**Work to be completed:** Copy out the lines from the one that has "locate --obj black boot" through the one that has "[72,12,298,88]", putting "pants" wherever "trousers" appears and leaving everything else as it is.

**Provided information:**
************

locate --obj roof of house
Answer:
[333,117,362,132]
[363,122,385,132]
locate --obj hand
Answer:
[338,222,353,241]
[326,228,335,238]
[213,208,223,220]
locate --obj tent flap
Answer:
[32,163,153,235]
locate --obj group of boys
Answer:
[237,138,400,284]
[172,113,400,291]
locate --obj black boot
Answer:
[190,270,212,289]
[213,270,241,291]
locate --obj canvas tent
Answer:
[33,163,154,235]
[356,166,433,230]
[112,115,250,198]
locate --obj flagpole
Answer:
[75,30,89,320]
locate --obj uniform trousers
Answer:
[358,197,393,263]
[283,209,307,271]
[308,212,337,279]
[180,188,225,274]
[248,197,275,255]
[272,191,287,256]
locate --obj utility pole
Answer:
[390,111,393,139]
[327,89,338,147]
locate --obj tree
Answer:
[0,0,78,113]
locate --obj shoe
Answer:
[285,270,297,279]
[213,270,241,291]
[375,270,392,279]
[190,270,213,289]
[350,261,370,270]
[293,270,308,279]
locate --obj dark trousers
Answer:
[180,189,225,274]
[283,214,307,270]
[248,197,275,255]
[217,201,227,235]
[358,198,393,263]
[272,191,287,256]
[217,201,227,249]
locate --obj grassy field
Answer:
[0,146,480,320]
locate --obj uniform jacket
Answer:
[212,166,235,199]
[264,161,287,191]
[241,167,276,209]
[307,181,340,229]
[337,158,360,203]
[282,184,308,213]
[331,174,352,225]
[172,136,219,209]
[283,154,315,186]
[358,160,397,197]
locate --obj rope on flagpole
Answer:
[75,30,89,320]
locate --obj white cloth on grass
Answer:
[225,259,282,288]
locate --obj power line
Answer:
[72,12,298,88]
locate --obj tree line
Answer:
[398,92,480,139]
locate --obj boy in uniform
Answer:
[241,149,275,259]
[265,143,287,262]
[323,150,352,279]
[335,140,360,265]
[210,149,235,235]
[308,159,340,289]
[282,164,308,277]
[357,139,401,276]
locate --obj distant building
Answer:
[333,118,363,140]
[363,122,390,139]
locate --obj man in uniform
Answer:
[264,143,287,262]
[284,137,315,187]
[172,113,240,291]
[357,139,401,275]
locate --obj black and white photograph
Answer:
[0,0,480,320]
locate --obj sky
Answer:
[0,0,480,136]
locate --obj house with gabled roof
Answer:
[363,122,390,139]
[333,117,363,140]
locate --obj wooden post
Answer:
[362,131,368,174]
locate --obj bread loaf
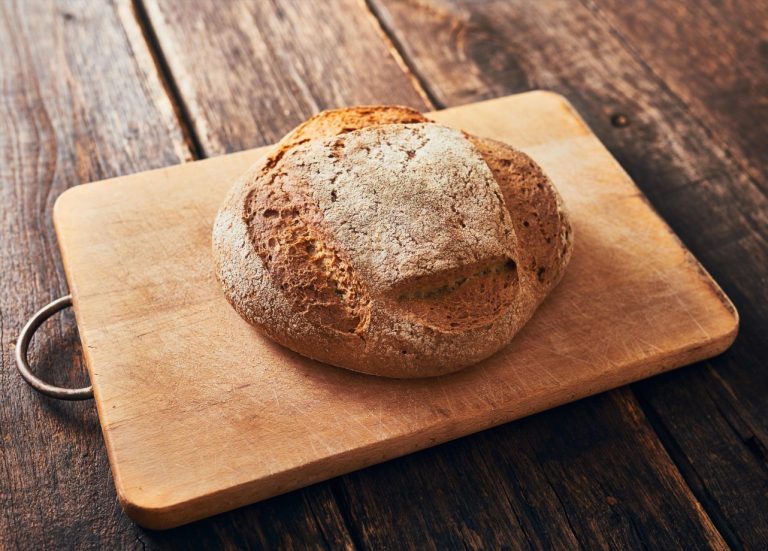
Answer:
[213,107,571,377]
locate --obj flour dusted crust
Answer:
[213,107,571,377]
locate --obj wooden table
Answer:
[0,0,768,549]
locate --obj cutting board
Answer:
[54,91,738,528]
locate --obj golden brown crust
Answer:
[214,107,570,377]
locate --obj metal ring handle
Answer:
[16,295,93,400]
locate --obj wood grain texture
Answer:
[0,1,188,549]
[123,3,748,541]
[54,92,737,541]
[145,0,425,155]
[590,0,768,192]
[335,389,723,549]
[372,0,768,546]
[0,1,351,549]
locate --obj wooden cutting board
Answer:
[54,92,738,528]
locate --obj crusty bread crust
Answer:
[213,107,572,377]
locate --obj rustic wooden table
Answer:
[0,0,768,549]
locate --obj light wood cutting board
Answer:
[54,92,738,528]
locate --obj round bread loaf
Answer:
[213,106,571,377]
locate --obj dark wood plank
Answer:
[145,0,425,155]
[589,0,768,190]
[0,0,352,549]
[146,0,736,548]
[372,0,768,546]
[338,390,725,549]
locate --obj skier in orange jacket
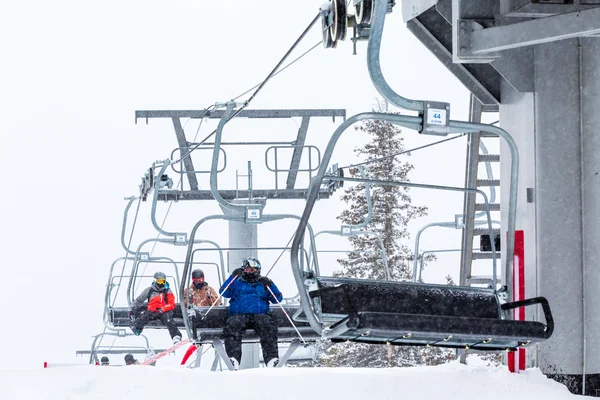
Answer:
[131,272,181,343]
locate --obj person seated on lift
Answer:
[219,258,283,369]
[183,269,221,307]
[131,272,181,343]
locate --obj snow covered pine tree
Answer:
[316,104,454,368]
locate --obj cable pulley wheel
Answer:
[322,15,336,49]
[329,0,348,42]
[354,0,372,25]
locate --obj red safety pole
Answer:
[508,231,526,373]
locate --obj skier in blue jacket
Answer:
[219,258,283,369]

************

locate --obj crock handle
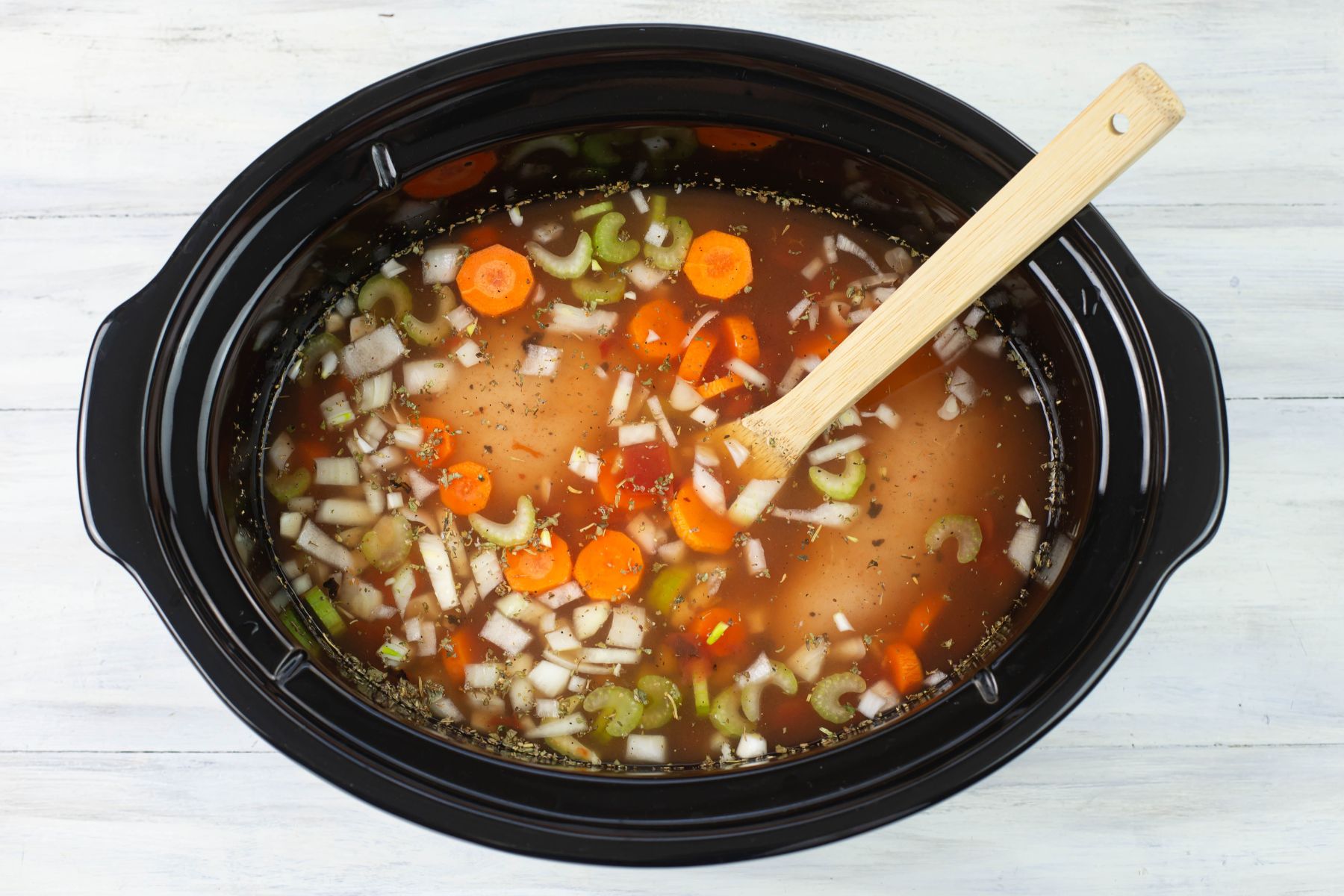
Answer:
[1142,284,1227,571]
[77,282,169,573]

************

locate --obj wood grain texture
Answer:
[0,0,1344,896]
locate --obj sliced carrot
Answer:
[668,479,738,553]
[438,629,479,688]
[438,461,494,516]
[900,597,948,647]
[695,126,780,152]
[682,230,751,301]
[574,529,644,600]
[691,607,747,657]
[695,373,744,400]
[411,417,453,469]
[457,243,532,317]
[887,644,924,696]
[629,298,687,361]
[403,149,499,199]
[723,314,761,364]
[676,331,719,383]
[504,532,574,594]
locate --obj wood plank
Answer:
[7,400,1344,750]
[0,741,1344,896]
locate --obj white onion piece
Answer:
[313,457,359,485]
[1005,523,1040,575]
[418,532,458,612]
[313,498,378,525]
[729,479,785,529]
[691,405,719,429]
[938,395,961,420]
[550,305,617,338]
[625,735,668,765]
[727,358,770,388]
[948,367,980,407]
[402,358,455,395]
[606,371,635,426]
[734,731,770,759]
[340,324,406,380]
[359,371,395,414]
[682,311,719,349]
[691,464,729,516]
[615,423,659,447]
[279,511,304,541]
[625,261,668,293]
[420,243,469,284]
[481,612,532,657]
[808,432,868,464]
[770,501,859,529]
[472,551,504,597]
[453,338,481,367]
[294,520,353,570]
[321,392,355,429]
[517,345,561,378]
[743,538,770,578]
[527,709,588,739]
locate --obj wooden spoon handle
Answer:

************

**Response to the exercise:**
locate --obj black boot
Answer:
[190,270,212,289]
[213,270,241,291]
locate --obj canvas tent
Answer:
[33,163,154,235]
[356,166,433,230]
[112,115,250,198]
locate --obj flagpole
Answer:
[75,30,89,320]
locate --obj uniform pants
Answer:
[358,197,393,263]
[283,209,307,271]
[308,212,337,279]
[180,188,225,274]
[248,197,275,255]
[272,191,287,256]
locate --obj utility pole
Answer:
[390,111,393,139]
[327,89,338,147]
locate --obj tree
Answer:
[0,0,78,113]
locate --obj shoe
Answer:
[285,270,297,279]
[213,270,241,291]
[375,270,392,279]
[190,270,213,289]
[350,261,370,270]
[293,270,308,279]
locate --obj dark pants
Answer:
[180,189,225,274]
[283,214,307,270]
[248,197,275,255]
[217,201,227,235]
[358,198,393,263]
[272,191,287,256]
[217,201,227,249]
locate --obj grassy field
Answer:
[0,146,480,320]
locate --obj uniform jacket
Answer:
[212,166,235,199]
[264,161,287,191]
[241,167,276,209]
[307,181,340,229]
[337,158,360,203]
[282,184,308,213]
[331,174,352,225]
[172,136,219,209]
[283,154,315,186]
[358,160,397,197]
locate --obj rope on flagpole
Answer:
[75,30,89,320]
locate --obj white cloth on grass
Answer:
[225,259,282,288]
locate --obj power line
Answer:
[72,12,298,88]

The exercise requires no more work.